Identify each line below that contains the string "monitor", and copy every one of those lines.

* Start Given entries *

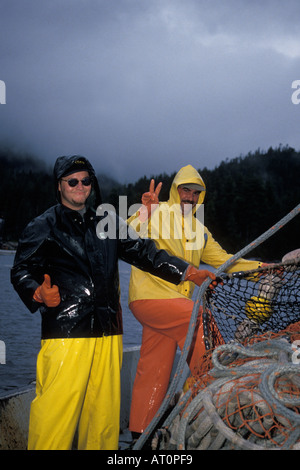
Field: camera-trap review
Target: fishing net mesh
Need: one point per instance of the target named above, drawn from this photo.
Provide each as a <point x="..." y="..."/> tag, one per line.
<point x="246" y="394"/>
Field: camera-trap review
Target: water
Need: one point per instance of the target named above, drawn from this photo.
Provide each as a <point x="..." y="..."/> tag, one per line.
<point x="20" y="330"/>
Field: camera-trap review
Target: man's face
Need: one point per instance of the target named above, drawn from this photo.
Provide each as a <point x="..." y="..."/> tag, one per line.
<point x="188" y="198"/>
<point x="74" y="197"/>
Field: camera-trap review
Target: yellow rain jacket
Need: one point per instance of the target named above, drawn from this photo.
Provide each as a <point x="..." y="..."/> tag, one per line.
<point x="183" y="236"/>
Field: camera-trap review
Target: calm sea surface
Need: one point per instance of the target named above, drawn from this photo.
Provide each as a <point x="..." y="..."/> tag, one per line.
<point x="20" y="329"/>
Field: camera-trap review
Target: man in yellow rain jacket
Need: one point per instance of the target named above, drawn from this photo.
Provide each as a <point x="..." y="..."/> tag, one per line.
<point x="163" y="309"/>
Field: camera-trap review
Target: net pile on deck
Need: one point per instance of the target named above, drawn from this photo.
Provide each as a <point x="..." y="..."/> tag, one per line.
<point x="247" y="392"/>
<point x="253" y="302"/>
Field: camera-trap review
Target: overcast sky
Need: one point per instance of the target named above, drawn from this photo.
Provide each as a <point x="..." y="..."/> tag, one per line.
<point x="142" y="87"/>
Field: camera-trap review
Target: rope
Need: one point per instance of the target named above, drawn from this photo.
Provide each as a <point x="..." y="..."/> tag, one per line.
<point x="243" y="399"/>
<point x="184" y="353"/>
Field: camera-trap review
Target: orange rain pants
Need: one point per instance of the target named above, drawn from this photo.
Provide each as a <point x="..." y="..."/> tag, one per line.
<point x="165" y="325"/>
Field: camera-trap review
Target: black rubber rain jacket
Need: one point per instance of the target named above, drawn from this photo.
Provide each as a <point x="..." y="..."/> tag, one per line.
<point x="65" y="245"/>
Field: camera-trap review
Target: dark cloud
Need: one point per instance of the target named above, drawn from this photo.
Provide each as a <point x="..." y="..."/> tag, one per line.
<point x="146" y="87"/>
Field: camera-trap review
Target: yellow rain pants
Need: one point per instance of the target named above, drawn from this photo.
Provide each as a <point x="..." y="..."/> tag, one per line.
<point x="77" y="386"/>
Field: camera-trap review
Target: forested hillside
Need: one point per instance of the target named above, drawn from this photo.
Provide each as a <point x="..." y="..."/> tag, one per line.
<point x="245" y="196"/>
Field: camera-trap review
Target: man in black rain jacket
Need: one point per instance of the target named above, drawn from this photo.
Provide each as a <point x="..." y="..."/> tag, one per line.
<point x="65" y="267"/>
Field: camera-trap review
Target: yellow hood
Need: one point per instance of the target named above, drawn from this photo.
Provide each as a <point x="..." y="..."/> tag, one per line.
<point x="186" y="175"/>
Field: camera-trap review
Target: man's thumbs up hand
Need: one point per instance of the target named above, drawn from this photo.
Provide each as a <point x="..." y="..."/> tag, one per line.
<point x="46" y="294"/>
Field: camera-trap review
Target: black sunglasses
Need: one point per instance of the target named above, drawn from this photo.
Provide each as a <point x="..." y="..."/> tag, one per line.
<point x="87" y="181"/>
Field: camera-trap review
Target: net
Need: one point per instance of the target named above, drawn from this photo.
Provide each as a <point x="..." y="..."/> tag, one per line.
<point x="246" y="394"/>
<point x="251" y="303"/>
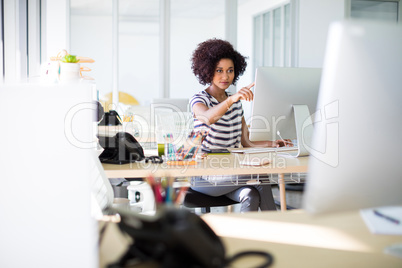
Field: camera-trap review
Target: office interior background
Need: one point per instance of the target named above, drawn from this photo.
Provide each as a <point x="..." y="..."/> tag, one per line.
<point x="143" y="47"/>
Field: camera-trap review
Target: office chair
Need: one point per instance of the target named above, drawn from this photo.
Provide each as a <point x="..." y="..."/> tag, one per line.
<point x="194" y="199"/>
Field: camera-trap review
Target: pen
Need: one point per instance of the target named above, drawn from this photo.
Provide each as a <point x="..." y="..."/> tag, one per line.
<point x="379" y="214"/>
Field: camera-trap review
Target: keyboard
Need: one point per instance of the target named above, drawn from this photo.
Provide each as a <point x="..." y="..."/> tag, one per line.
<point x="263" y="150"/>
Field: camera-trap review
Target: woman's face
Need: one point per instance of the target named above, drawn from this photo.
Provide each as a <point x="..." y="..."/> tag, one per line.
<point x="224" y="74"/>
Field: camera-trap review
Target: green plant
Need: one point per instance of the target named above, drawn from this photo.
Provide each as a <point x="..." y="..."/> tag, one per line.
<point x="69" y="59"/>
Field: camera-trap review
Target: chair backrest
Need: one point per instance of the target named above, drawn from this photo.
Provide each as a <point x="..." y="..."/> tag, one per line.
<point x="194" y="199"/>
<point x="102" y="195"/>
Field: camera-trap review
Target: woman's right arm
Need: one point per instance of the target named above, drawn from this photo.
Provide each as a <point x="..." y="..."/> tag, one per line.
<point x="211" y="115"/>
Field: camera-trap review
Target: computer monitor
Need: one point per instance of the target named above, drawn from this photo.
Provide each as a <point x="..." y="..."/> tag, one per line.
<point x="284" y="99"/>
<point x="355" y="161"/>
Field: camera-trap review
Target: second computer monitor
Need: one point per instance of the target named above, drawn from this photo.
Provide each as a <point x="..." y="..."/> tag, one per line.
<point x="278" y="92"/>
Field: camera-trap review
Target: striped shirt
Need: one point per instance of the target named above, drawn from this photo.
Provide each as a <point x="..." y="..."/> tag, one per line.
<point x="226" y="132"/>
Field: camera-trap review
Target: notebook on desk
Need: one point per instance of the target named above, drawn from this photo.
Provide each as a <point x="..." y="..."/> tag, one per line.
<point x="255" y="150"/>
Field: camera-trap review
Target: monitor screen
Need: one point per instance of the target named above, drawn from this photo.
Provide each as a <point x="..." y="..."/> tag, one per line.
<point x="277" y="90"/>
<point x="356" y="160"/>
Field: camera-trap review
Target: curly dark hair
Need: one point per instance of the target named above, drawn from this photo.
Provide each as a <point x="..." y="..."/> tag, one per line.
<point x="209" y="53"/>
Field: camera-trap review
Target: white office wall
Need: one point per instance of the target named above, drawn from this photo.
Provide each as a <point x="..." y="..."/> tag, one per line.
<point x="91" y="36"/>
<point x="314" y="20"/>
<point x="57" y="31"/>
<point x="186" y="35"/>
<point x="139" y="55"/>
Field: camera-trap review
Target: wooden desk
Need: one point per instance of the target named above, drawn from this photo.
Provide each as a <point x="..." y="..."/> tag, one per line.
<point x="294" y="238"/>
<point x="228" y="164"/>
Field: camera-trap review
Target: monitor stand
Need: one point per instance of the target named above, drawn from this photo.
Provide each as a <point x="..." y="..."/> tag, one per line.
<point x="304" y="128"/>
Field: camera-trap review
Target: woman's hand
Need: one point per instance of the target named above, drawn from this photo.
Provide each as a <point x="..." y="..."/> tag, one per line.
<point x="244" y="93"/>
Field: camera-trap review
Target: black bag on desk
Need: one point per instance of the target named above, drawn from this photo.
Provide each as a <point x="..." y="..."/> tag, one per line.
<point x="175" y="238"/>
<point x="111" y="118"/>
<point x="123" y="148"/>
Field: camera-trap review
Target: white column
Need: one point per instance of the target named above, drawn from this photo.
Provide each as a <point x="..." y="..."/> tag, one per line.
<point x="115" y="57"/>
<point x="231" y="21"/>
<point x="164" y="49"/>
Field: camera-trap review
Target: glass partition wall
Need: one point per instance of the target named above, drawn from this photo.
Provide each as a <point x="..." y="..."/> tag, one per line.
<point x="139" y="26"/>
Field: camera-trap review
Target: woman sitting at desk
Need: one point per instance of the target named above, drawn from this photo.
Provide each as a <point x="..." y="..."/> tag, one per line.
<point x="217" y="64"/>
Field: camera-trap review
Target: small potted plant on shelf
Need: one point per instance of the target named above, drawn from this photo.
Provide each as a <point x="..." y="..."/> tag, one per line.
<point x="69" y="68"/>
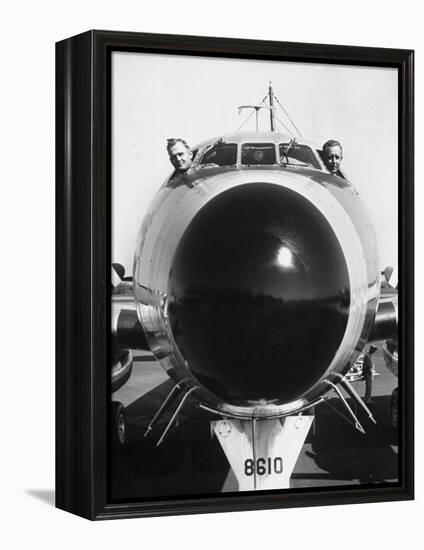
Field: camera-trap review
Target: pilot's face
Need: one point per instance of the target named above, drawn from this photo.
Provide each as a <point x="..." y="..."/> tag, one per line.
<point x="332" y="158"/>
<point x="180" y="157"/>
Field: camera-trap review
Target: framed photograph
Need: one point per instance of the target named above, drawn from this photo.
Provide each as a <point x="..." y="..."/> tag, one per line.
<point x="234" y="274"/>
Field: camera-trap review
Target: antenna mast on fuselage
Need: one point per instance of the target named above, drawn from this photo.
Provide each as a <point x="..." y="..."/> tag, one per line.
<point x="262" y="105"/>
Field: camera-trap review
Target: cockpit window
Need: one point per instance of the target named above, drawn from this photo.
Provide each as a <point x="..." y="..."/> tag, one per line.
<point x="221" y="154"/>
<point x="258" y="153"/>
<point x="300" y="155"/>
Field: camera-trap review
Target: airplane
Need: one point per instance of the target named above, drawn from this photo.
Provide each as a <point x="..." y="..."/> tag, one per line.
<point x="256" y="286"/>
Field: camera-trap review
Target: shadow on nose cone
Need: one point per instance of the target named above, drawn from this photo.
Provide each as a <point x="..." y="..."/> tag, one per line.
<point x="259" y="295"/>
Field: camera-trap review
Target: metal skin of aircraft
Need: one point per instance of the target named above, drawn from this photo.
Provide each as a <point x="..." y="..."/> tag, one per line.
<point x="256" y="286"/>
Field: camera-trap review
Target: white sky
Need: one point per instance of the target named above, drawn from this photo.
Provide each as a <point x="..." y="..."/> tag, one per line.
<point x="155" y="97"/>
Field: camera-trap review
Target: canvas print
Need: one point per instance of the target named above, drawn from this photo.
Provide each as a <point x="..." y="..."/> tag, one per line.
<point x="254" y="248"/>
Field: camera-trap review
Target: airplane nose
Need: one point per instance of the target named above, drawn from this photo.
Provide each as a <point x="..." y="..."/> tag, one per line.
<point x="259" y="295"/>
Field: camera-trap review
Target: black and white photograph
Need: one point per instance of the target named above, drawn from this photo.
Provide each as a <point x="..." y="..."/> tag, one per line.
<point x="254" y="252"/>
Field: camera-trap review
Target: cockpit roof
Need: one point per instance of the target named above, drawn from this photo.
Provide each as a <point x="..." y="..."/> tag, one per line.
<point x="255" y="137"/>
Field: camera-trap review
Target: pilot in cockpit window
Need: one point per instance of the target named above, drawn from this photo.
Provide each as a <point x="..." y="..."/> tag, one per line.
<point x="332" y="155"/>
<point x="180" y="156"/>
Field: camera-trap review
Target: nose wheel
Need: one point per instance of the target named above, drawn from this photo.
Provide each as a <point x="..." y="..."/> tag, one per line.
<point x="118" y="424"/>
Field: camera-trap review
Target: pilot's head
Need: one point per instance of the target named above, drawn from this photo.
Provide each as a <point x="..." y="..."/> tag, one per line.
<point x="372" y="349"/>
<point x="179" y="154"/>
<point x="332" y="155"/>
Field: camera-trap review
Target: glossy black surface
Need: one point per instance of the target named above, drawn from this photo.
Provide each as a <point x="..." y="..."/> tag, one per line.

* End Given entries *

Result for this exercise -
Target: computer monitor
Target: second computer monitor
Target: monitor screen
Target: monitor stand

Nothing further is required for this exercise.